- [TASK GOAL] Write out the records beneath this line exactly as they appear, minus any images.
# start of GIVEN ENTRIES
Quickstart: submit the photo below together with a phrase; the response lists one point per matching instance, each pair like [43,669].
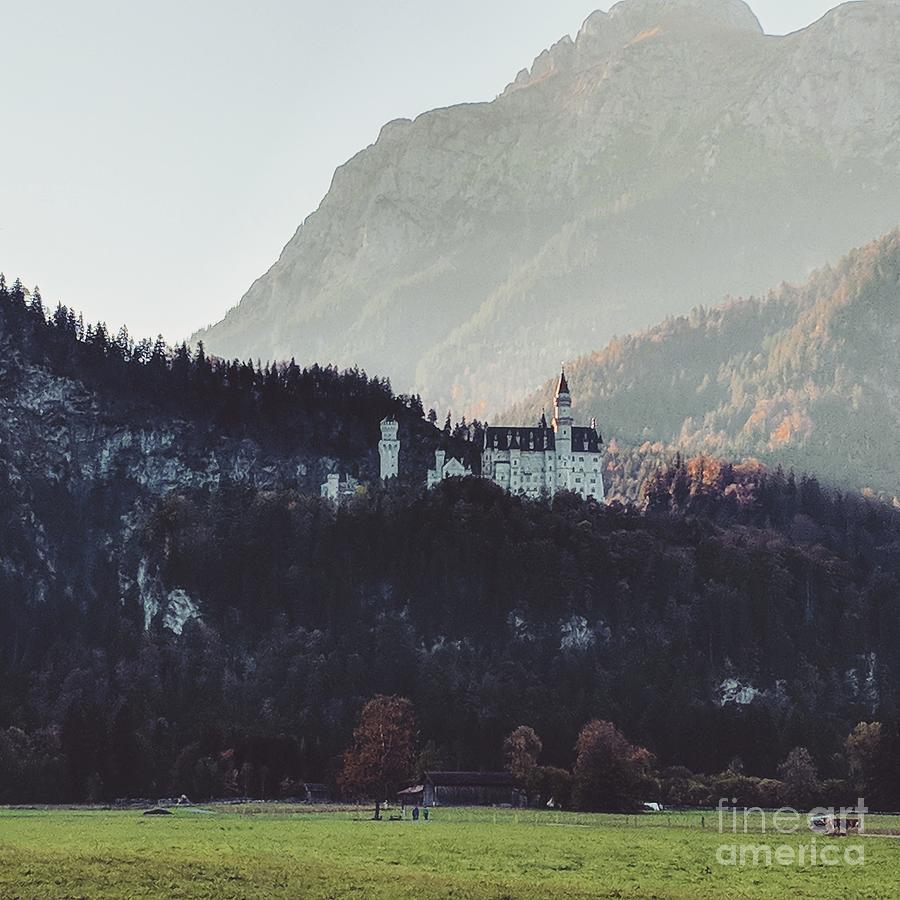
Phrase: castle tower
[389,448]
[563,421]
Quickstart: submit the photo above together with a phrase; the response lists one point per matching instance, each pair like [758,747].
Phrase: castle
[545,459]
[534,462]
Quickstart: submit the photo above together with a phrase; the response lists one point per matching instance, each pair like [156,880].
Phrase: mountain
[806,377]
[180,611]
[668,156]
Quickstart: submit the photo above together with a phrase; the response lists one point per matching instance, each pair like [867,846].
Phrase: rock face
[670,155]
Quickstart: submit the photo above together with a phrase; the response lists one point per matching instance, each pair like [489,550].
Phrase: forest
[724,617]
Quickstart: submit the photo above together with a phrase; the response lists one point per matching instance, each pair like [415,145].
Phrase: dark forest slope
[808,377]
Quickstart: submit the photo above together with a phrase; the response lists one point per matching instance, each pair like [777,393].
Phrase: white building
[389,448]
[542,460]
[337,489]
[446,468]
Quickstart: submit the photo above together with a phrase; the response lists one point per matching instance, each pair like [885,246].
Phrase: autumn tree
[609,769]
[521,751]
[800,778]
[862,746]
[382,755]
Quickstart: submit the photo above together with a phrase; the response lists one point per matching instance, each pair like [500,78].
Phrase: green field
[264,851]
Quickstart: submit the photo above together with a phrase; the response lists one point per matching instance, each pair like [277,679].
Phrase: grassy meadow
[268,851]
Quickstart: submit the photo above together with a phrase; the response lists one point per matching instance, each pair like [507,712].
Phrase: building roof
[584,440]
[415,789]
[469,779]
# end of GIVEN ENTRIES
- [ANSWER TO THE PROBLEM]
Quickstart: submit the photo below together with a phrase; the response lists one point per matching instance, each pair like [43,669].
Phrase: castle tower
[389,448]
[563,421]
Quickstart: submit the photo above together with a phrase; the response lists one point per matching instance, each pair like [758,747].
Phrase: castle
[545,459]
[534,462]
Quickstart: submit the photo above together with a phrase; the response lists one point per matching instance, each pair like [156,880].
Phrase: mountain
[806,377]
[180,611]
[668,156]
Quickstart: submit the photo above together with a phrase; the response lists one point per matching instance, each pair like [867,846].
Phrase: rock face
[670,155]
Quickstart: submit the photo above together with a phrase; the response lists one point per matching instance, each pair like [489,550].
Phrase: forest
[724,617]
Quickstart: submit the photo above together with a phrase; the response lists one point per matching instance, each pair like [415,145].
Phrase: dark forest slope
[808,377]
Quickstart: submit the photo above together with a phrase; the response lists one point per matching instance, each pair like [777,393].
Phrase: white building
[389,448]
[542,460]
[337,489]
[446,468]
Quickstart: submit the photo above together with a phrase; the response lists one point per matching instance, each pair like [885,246].
Phrase: autumn tree
[609,769]
[521,751]
[800,778]
[862,746]
[382,755]
Quickstart: submit the photo above together with a phrase; the response lists one point per matching instance, each pair like [500,78].
Phrase: green field
[264,851]
Quickstart: submit the photo above together with a phrase; the response lists one point per matching instance, each pair like [277,679].
Phrase: grassy meadow
[268,851]
Quickstart: submit the photo above together with a phrase; the response lists one point per matching instance, each pair like [507,712].
Phrase: building roof
[584,440]
[415,789]
[469,779]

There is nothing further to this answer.